◆ **WHAT THIS TASK INVOLVES**:
Gather and reproduce every line of the records below that contains the word "cliff".

◆ **ROWS**:
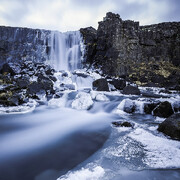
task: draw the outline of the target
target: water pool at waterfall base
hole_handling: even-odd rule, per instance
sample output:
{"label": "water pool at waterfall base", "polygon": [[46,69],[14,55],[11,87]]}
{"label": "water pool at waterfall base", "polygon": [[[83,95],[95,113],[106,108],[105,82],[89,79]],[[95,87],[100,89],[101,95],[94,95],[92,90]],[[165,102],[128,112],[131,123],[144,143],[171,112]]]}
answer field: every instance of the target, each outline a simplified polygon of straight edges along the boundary
{"label": "water pool at waterfall base", "polygon": [[157,130],[165,118],[144,110],[165,101],[180,109],[179,93],[139,87],[138,95],[123,94],[109,82],[97,91],[93,82],[105,77],[83,67],[79,31],[52,32],[49,44],[53,96],[0,106],[0,179],[179,180],[180,141]]}

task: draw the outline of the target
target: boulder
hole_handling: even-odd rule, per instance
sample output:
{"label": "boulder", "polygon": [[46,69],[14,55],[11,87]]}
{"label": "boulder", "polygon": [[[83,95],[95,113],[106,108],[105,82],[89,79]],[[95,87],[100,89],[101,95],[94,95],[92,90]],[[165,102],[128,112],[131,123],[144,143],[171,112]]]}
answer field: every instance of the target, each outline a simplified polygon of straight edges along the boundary
{"label": "boulder", "polygon": [[122,110],[127,113],[133,113],[136,110],[136,105],[131,99],[123,99],[118,105],[117,110]]}
{"label": "boulder", "polygon": [[173,139],[180,140],[180,113],[173,114],[159,124],[158,131],[163,132]]}
{"label": "boulder", "polygon": [[106,79],[97,79],[93,81],[93,90],[96,91],[109,91],[108,82]]}
{"label": "boulder", "polygon": [[153,110],[154,116],[159,116],[162,118],[167,118],[174,113],[171,103],[168,101],[161,102],[155,109]]}
{"label": "boulder", "polygon": [[123,88],[123,94],[132,94],[132,95],[140,95],[140,90],[136,86],[128,85]]}
{"label": "boulder", "polygon": [[71,106],[77,110],[89,110],[93,106],[93,100],[89,93],[80,92],[76,95]]}
{"label": "boulder", "polygon": [[29,81],[28,77],[23,77],[23,78],[18,78],[16,80],[16,83],[17,83],[19,88],[23,89],[23,88],[28,87],[28,85],[30,84],[30,81]]}
{"label": "boulder", "polygon": [[130,122],[127,122],[127,121],[115,121],[115,122],[112,122],[113,126],[115,127],[133,127],[133,124],[131,124]]}
{"label": "boulder", "polygon": [[126,86],[126,81],[124,79],[112,79],[109,83],[119,90],[122,90]]}
{"label": "boulder", "polygon": [[29,84],[27,93],[30,95],[35,95],[36,93],[40,92],[41,90],[43,90],[43,85],[41,83],[33,81],[32,83]]}
{"label": "boulder", "polygon": [[61,84],[60,87],[62,90],[75,90],[74,84]]}

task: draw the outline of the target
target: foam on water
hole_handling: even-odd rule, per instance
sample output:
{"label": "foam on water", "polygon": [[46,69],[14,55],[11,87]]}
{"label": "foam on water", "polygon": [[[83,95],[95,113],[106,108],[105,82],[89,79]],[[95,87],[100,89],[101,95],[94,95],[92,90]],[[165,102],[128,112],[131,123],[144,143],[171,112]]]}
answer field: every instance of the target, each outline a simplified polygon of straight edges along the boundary
{"label": "foam on water", "polygon": [[101,180],[105,171],[101,166],[94,168],[82,168],[75,172],[69,172],[57,180]]}
{"label": "foam on water", "polygon": [[51,32],[51,52],[49,64],[57,71],[73,71],[81,68],[82,38],[79,31]]}

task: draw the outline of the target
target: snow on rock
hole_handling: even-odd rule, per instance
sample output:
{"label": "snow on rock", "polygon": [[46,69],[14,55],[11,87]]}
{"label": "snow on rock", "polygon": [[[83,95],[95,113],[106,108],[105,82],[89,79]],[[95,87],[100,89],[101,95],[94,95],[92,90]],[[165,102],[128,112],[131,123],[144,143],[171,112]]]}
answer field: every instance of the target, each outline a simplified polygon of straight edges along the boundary
{"label": "snow on rock", "polygon": [[109,98],[102,93],[97,94],[95,99],[96,101],[109,101]]}
{"label": "snow on rock", "polygon": [[129,98],[123,99],[117,107],[118,111],[124,111],[126,113],[140,113],[144,114],[144,103],[145,101],[138,99],[138,100],[131,100]]}
{"label": "snow on rock", "polygon": [[48,102],[48,106],[51,107],[65,107],[67,101],[67,95],[64,94],[61,98],[58,99],[51,99]]}
{"label": "snow on rock", "polygon": [[128,137],[140,142],[146,153],[144,163],[151,168],[180,168],[180,142],[155,136],[137,128]]}
{"label": "snow on rock", "polygon": [[78,171],[69,172],[57,180],[100,180],[104,174],[104,169],[101,166],[96,166],[92,169],[82,168]]}
{"label": "snow on rock", "polygon": [[132,113],[135,111],[135,103],[131,99],[123,99],[117,107],[118,110]]}
{"label": "snow on rock", "polygon": [[93,105],[93,100],[89,93],[80,92],[72,102],[72,108],[78,110],[89,109]]}

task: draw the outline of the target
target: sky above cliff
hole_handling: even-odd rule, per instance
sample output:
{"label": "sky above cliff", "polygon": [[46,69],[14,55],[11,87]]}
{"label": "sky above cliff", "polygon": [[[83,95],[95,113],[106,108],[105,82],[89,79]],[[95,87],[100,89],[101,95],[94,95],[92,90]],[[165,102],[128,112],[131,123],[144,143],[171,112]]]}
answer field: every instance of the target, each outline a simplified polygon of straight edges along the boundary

◆ **PROBLEM SOLUTION**:
target: sky above cliff
{"label": "sky above cliff", "polygon": [[46,69],[14,55],[11,87]]}
{"label": "sky above cliff", "polygon": [[[83,95],[95,113],[106,108],[105,82],[89,79]],[[95,87],[100,89],[101,95],[94,95],[92,90]],[[165,102],[128,112],[131,123],[144,143],[171,112]]]}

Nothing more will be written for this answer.